> **Exercises**:
1. In the passage below, shorten the paragraph that begins "In 2007, physicists at the University of Wisconsin-Madison" while keeping its main facts.
2. From the passage below, reproduce word for word the part that opens with the words containing "In 2007, physicists" and closes with "in other words.".

In 2007, physicists at the University of Wisconsin-Madison devised a method by which the violent birth of the universe thirteen billion years ago could be detected in the form of tiny, vibrating strings of energy. These elusive entities are critical to developing a sound unified field theory. A “Theory of Everything” in other words.
The mathematics of string theory indicate that the world we know is incomplete. Not a big surprise. Anyone who has taken peyote, psilocybin, or studied physics has had firsthand knowledge of this. String theory determines the existence of six extra spatial dimensions curled in tiny geometric shapes at every single site in the universe. We call these entities strings so that they’ll have an image, but in reality they have no image. They’re infinitesimal knots of energy that have specific properties, but not the properties associated with a three dimensional universe, such as color, mass, and size. They exist purely as mathematical entities. What is weirder, is that these entities cannot exist unless they’re moving in a ten-dimensional universe. It is the exact geometry of the entities that determines what kind of particles will exist in a given universe, and the kind of properties it will have.
So: there are more things on heaven and earth than were dreamed of in Horatio’s philosophy, whatever Horatio’s philosophy happened to be.
So much for the unseen, for the invisible, for worlds and dimensions that we cannot apprehend through our normal five senses. But what if things that we do see that have no real existence? The borders of countries and states, for instance. In reality, there is no Colorado or Wisconsin or Iowa or France. No England. No Mongolia. No Cambodia. What was most recently Yugoslavia is now eight different countries: Kosovo, Serbia, Croatia, Bosnia and Herzegovina, Macedonia, and Montenegro. What divides these countries is determined more essentially by language and culture than an imaginary line on a map. Lines on maps do not exist; yet I cannot remove them from my mind. I cannot imagine a North America or Central America or South America without a Brazil or a Panama or a Mexico or a California or a Wyoming.
Which leads one to wonder: how many other assumptions are rambling and rumbling around in my brain that have no reality? I think of myself primarily as a poet. That has been the most general and acute sense of identity that I’ve had since about age eighteen; forty-eight years. Is it a profession? No. Not at all. It’s a divine calling. Poetry is more akin with shamanistic or religious pursuits rather than a standard career because one, there is virtually no money in it, and two, one does not carry the burden of responsibility in the same way that a defense attorney, commercial airline pilot or surgeon does. It is, in fact, a flagrantly self-indulgent, selfish pursuit, in which the poverty of the practitioner sometimes becomes somebody else’s burden. A parent, a soon-to-be estranged wife, a kind and saintly sibling. Most poets find a means to making a living in the academic sphere, but teaching, like working in a bookstore, is a form of midwifery. The ongoing struggle to find time and place to do one’s writing, is more apt to cause disputes among friends and family than harmony. Wives, husbands, friends and children all go neglected for the siren-song of the muse. It’s a strange identity to inhabit, particularly in the social arena.
The point of this is that we are born with identities, we create them. The phenomenon of identity is an interrelation between our internal emotional world and the external world of facts and vines and helmets and reindeer. And, however real it may seem to us, it isn’t. Identity is an ephemeral, protean circumstance of mood and serendipity, geography and language, costume and time. Morality, ethics, rectitude, mannerisms and beliefs are all very real on some level, but have no basis in actuality, in the empirical world of quantifiable events. Can there be any wonder, then, that there is a propensity to believe in ghosts? To believe that certain places are inhabited by spirits? That there are entities that endure when our body has succumbed to one or more of the thousand shocks the flesh is heir to?

Point-per-instance localization data
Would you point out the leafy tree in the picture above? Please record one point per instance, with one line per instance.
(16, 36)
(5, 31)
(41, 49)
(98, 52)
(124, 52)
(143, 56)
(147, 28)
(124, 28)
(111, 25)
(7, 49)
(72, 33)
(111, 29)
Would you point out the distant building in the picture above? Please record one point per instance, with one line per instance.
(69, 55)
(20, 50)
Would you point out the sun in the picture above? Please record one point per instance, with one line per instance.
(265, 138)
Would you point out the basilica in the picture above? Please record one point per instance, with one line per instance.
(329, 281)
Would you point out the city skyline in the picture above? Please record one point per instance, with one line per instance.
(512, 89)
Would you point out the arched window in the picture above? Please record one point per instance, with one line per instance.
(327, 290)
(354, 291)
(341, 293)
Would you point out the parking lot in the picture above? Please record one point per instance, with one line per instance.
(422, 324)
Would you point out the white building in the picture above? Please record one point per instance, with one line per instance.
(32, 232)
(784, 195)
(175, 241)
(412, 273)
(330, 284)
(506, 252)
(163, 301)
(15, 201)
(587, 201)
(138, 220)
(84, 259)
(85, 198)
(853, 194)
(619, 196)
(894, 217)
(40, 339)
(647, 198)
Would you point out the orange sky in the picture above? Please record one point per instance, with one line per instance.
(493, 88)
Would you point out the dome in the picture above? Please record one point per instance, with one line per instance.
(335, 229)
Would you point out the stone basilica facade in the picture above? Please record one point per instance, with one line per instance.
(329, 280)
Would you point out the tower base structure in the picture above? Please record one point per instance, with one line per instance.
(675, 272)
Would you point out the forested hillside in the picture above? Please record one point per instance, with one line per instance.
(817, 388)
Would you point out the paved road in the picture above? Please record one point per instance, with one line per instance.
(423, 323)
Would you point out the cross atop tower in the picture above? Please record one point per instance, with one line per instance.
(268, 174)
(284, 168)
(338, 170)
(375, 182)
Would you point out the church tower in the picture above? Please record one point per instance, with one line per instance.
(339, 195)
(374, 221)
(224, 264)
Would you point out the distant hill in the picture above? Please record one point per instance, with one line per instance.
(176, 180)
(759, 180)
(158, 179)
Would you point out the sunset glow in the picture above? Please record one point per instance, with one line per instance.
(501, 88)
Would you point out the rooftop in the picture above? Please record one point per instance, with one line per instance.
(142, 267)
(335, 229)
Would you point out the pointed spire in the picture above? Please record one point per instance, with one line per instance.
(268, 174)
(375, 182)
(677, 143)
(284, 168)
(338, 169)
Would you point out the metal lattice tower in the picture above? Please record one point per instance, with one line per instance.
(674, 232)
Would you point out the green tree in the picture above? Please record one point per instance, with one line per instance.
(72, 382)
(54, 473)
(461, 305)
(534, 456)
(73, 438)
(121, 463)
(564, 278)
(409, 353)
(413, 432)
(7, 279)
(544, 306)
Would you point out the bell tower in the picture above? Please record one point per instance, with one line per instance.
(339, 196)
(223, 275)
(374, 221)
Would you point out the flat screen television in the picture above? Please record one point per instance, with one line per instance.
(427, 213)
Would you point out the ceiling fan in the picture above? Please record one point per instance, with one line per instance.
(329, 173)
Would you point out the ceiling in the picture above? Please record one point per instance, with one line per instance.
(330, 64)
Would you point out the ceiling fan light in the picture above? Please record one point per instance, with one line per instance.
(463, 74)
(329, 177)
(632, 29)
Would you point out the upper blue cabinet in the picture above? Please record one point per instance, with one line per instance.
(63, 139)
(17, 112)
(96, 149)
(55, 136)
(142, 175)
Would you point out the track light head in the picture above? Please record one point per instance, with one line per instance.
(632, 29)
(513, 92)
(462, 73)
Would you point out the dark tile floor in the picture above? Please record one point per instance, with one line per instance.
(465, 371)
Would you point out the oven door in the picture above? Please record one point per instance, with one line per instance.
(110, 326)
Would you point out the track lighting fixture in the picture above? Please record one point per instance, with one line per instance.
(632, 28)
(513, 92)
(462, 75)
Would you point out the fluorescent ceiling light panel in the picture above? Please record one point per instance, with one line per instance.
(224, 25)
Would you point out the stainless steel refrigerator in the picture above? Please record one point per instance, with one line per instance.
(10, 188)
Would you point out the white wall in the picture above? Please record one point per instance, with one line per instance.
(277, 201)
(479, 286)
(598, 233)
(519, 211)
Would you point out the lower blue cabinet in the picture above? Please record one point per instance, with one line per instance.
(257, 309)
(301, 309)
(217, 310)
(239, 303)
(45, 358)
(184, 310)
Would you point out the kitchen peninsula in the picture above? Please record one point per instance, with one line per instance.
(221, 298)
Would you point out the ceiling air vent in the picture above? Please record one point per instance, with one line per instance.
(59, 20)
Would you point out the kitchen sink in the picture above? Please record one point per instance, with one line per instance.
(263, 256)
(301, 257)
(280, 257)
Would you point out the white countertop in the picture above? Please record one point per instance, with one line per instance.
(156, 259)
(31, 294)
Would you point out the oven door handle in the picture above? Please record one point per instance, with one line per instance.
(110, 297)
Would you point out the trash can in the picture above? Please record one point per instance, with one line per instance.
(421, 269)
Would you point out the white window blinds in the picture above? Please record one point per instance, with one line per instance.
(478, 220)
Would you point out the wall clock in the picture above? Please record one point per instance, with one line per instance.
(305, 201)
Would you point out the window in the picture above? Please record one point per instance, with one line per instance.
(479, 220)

> **Responses to the tasks**:
1. In 2007, University of Wisconsin-Madison physicists devised a way to detect the universe's violent birth, thirteen billion years ago, as tiny vibrating strings of energy. These entities are critical to a sound unified field theory, a "Theory of Everything."

2.
In 2007, physicists at the University of Wisconsin-Madison devised a method by which the violent birth of the universe thirteen billion years ago could be detected in the form of tiny, vibrating strings of energy. These elusive entities are critical to developing a sound unified field theory. A “Theory of Everything” in other words.